Collection entries
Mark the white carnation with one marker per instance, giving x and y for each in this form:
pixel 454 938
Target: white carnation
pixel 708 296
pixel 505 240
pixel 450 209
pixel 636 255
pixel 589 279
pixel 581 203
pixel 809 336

_EXERCISE OBJECTIVE_
Rewrite the listing with "white carnation" changed to "carnation" at every occurrence, and leave all other text unchanged.

_EXERCISE RESULT_
Mark the carnation with one marker per instance, giving x and y for each in this form:
pixel 454 938
Target: carnation
pixel 708 296
pixel 505 240
pixel 450 209
pixel 636 255
pixel 589 279
pixel 581 203
pixel 809 336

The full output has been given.